» Problem: Copy out everything from the line containing "of the house" down to the end of the records, swapping "house window" for "building window" and leaving all else unchanged.

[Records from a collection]

+ + + +

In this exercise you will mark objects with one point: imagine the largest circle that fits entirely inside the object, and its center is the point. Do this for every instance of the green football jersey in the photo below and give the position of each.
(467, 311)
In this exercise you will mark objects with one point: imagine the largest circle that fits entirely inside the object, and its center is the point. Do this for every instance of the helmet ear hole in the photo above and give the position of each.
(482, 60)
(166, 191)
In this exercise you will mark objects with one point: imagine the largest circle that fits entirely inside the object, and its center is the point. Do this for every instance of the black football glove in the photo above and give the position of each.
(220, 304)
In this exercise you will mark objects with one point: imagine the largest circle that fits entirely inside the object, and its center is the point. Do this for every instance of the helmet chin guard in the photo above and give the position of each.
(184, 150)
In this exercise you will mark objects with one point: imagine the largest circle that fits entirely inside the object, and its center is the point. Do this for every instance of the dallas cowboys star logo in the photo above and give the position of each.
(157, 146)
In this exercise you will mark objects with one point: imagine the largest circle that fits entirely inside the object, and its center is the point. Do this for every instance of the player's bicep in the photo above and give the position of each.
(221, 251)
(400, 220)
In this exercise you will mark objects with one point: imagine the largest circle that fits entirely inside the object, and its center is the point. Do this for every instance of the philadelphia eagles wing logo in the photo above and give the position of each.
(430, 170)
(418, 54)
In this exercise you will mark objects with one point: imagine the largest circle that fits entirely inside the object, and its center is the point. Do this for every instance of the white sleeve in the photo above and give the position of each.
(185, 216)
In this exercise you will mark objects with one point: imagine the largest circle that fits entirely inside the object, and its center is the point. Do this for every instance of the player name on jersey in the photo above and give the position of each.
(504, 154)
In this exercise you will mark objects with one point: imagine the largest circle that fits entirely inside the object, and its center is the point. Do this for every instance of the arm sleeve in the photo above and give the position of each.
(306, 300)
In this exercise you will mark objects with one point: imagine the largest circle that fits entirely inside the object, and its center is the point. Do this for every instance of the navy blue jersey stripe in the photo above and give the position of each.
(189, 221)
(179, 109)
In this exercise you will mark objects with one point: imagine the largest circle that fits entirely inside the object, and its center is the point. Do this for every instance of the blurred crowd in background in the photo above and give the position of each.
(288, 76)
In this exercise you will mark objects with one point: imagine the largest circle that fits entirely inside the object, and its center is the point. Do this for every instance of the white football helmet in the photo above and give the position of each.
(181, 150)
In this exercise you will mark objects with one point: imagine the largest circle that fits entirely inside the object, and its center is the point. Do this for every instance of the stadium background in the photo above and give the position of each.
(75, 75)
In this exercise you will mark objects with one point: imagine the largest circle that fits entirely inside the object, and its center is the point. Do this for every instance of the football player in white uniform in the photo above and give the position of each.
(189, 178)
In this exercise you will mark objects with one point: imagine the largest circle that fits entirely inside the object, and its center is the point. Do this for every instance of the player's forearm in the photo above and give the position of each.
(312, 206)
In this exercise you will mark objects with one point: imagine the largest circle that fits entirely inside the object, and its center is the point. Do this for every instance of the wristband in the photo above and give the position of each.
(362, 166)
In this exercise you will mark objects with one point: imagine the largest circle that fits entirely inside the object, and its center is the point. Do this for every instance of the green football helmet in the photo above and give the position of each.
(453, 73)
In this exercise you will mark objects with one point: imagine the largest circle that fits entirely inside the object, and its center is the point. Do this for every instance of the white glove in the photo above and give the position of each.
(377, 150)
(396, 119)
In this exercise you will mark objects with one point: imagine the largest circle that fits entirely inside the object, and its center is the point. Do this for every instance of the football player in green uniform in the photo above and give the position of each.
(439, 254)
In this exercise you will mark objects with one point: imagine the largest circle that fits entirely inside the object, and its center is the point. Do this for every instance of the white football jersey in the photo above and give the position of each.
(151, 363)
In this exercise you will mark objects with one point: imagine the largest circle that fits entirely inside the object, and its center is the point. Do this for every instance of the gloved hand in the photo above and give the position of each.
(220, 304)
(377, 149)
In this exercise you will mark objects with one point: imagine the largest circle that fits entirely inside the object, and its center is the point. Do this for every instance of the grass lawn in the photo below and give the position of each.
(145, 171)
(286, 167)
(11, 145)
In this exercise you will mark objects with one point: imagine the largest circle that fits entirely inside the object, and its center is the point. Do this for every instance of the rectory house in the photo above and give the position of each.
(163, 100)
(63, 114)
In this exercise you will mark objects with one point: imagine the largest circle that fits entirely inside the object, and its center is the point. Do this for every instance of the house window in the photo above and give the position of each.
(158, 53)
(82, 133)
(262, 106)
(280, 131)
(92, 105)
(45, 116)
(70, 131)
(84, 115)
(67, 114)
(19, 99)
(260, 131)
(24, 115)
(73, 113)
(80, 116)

+ + + +

» Exercise solution:
In this exercise you will mark objects with one point: imagine the largest circle that fits entirely inside the object, and its center is the point. Do this for every instance of the building window in the photo above and give the position of each.
(158, 53)
(82, 133)
(262, 106)
(280, 131)
(92, 105)
(45, 116)
(70, 131)
(84, 115)
(67, 114)
(19, 99)
(260, 131)
(24, 115)
(73, 113)
(80, 116)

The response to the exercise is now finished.